**Extrait:**
>>>

Sur les lignes du Parisien, l’ancien chef de l’État estime que les élections du 26 mai ne sont pas destinées à « régler un certain nombre de problèmes ».
Si ses interventions se font de plus en plus rares, quand il s’agit d’Europe, Valéry Giscard d’Estaing n’hésite pas à prendre la parole. À 93 ans, l’ancien président de la République, militant historique d’une Europe forte, accorde au Parisien un long entretien à l’approche des élections européennes. Avant d’aborder les négociations houleuses du Brexit ou la crise des Gilets jaunes, il s’agit avant tout pour l’ancien président de clarifier la nature du scrutin du 26 mai prochain. Car, selon lui, l’opinion se trompe. « Les médias dépeignent les élections européennes comme un événement politique de nature à régler un certain nombre de problèmes. Ce n’est malheureusement pas le cas, explique-t-il. Si on promet de grands changements que le Parlement européen n’a pas le pouvoir d’accomplir, il y aura une déception. On s’imagine que l’élection au Parlement européen est un acte politique fondateur, alors qu’il s’agit d’un organisme dont le seul pouvoir est d’être associé au processus législatif européen et d’exercer un contrôle politique. »
L’atmosphère hautement politisée entretenue par presque tous, partis et candidats en tête, autour du scrutin semble pour lui ne pas aller dans le bon sens : « Cette élection donne lieu à une agitation inutile ! Il faut être clair : il ne s’agit ni d’un référendum ni d’une élection constituante. J’espère que l’on va revenir à des choses plus normales, sinon il y aura des déceptions. »
« L’Europe doit être le continent de la paix »
Celui qui concède que « le plus grand enjeu collectif, aujourd’hui, c’est l’arrivée d’une population étrangère en Europe, avec les migrations en provenance du continent africain et du Proche-Orient » et insiste sur le renforcement nécessaire des frontières de l’espace Schengen revendique, comme il l’a toujours fait, une Europe confédérale puissante, notamment en termes de fiscalité. « À terme, insiste-t-il, les impôts d’État devraient être les mêmes dans tous les pays membres et il faudrait un calendrier pour aboutir à ce résultat. Ce serait la suite logique de la trajectoire ouverte par le succès de la monnaie commune », dont il fut l’un des fervents défenseurs.

<<<

**Données fournies:**
>>>

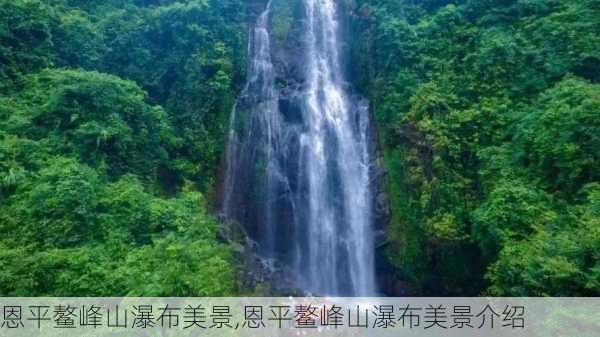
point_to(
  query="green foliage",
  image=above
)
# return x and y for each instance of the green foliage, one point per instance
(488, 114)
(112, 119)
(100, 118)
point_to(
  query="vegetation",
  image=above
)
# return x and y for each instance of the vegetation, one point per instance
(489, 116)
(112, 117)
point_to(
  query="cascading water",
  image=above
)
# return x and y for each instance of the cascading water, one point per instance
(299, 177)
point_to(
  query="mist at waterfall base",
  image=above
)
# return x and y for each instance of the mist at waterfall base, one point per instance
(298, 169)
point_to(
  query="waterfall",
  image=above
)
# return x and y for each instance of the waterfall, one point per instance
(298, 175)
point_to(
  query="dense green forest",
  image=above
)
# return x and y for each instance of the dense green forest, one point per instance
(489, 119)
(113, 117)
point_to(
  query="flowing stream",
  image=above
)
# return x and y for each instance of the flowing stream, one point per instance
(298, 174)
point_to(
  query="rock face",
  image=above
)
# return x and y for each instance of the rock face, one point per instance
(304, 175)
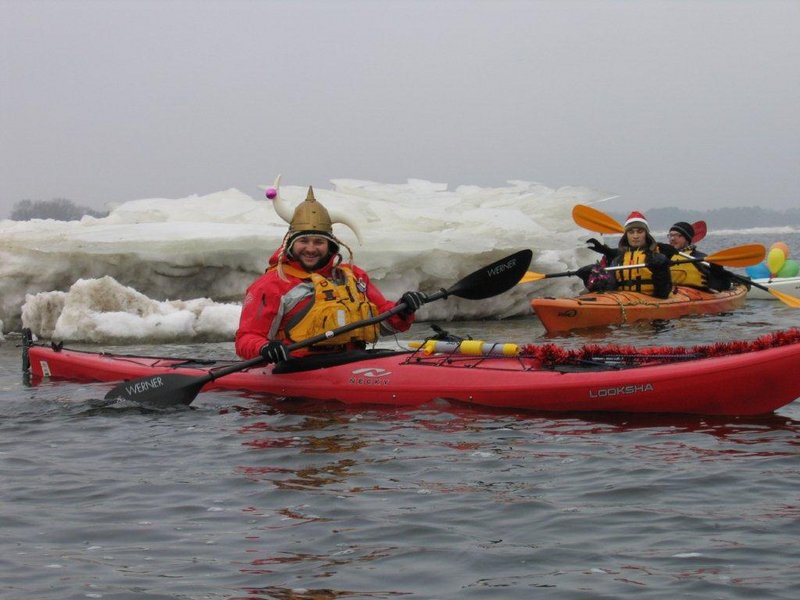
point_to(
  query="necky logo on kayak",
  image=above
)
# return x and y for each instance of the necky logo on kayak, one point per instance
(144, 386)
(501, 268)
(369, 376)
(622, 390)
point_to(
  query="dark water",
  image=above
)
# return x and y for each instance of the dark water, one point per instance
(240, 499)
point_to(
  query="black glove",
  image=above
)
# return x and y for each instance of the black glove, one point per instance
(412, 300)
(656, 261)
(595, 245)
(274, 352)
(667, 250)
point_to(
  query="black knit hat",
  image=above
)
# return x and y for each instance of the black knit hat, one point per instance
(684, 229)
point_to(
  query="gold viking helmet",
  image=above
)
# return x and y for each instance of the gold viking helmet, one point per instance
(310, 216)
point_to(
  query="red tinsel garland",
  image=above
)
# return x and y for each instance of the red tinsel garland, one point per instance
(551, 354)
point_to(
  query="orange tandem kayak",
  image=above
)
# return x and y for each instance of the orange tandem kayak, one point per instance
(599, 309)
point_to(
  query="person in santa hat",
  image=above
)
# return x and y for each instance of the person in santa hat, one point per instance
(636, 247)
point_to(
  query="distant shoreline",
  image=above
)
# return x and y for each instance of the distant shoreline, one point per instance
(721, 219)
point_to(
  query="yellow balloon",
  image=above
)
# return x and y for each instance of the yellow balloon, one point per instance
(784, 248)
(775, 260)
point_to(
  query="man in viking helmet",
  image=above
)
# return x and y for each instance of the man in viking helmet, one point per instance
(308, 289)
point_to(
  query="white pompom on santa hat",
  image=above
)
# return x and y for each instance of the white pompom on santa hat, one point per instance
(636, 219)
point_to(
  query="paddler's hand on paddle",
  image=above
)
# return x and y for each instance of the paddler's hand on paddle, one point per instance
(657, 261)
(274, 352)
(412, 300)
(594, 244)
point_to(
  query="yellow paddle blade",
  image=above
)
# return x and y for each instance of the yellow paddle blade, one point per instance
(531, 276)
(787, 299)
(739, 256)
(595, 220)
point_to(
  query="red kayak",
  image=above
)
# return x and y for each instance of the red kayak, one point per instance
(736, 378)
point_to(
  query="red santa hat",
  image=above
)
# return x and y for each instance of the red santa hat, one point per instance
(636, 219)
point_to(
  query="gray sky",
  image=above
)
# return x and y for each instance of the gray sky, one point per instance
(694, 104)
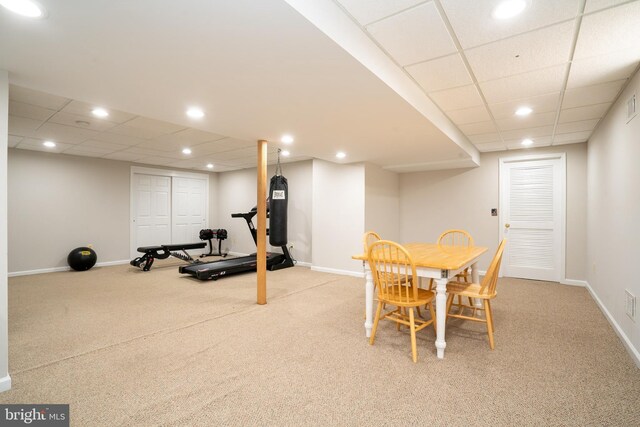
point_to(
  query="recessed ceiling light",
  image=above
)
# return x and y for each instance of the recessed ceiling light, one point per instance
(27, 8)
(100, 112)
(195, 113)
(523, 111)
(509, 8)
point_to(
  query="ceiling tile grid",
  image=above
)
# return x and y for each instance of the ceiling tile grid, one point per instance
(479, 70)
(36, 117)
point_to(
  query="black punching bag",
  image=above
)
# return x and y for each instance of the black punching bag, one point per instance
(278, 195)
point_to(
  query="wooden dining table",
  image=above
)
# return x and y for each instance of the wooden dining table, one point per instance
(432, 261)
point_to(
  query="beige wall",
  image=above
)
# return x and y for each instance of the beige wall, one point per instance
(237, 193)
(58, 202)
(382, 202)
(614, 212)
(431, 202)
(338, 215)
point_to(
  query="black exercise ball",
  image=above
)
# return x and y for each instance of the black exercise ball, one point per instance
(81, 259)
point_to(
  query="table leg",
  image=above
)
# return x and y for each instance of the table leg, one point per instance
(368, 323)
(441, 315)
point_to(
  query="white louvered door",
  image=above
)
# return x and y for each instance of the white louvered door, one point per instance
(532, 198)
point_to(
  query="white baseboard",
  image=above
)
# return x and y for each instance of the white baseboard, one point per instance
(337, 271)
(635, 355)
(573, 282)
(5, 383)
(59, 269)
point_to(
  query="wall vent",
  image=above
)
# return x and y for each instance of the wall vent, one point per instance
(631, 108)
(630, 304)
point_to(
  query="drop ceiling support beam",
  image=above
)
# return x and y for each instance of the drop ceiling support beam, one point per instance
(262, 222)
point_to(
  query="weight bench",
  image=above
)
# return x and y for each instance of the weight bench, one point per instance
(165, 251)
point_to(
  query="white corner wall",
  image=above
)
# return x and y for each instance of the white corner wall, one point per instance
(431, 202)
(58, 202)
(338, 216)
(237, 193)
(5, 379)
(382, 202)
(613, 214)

<<<

**Tâches à réaliser:**
a. Réécrivez tout l'extrait sur Valéry Giscard d'Estaing depuis « Celui qui concède » jusqu'à « des fervents défenseurs. », en remplaçant « fiscalité » par « politique fiscale ».
b. Prolongez l'article sur l'entretien de Valéry Giscard d'Estaing à partir de sa dernière phrase.

**Réponses dans l'ordre:**
a.
Celui qui concède que « le plus grand enjeu collectif, aujourd’hui, c’est l’arrivée d’une population étrangère en Europe, avec les migrations en provenance du continent africain et du Proche-Orient » et insiste sur le renforcement nécessaire des frontières de l’espace Schengen revendique, comme il l’a toujours fait, une Europe confédérale puissante, notamment en termes de politique fiscale. « À terme, insiste-t-il, les impôts d’État devraient être les mêmes dans tous les pays membres et il faudrait un calendrier pour aboutir à ce résultat. Ce serait la suite logique de la trajectoire ouverte par le succès de la monnaie commune », dont il fut l’un des fervents défenseurs.

b.
Pas question pour autant d’une armée commune à l’Union européenne, comme l’envisage Emmanuel Macron. « L’Europe doit être le continent de la paix, annonce Valéry Giscard d’Etaing. Elle a été, hélas, le continent de la guerre pour les deux siècles précédents. C’est une erreur de vouloir en faire aujourd’hui le continent d’une autre guerre. Il faut éviter de donner à l’Europe une silhouette guerrière. Si l’on parle de guerre, on est inévitablement conduit à parler de guerre nucléaire. Or, dans la confédération européenne, une fois la Grande-Bretagne partie, la France est le seul pays à posséder un armement nucléaire, et n’est pas disposée à le partager. L’idée d’une armée européenne, de type classique, n’est pas réaliste. » S’il soutient la candidature de l’Allemagne au Conseil de sécurité de l’ONU, pas question de partager le siège de la France en le transformant en siège européen.
« L’article 50, c’est moi qui l’ai rédigé »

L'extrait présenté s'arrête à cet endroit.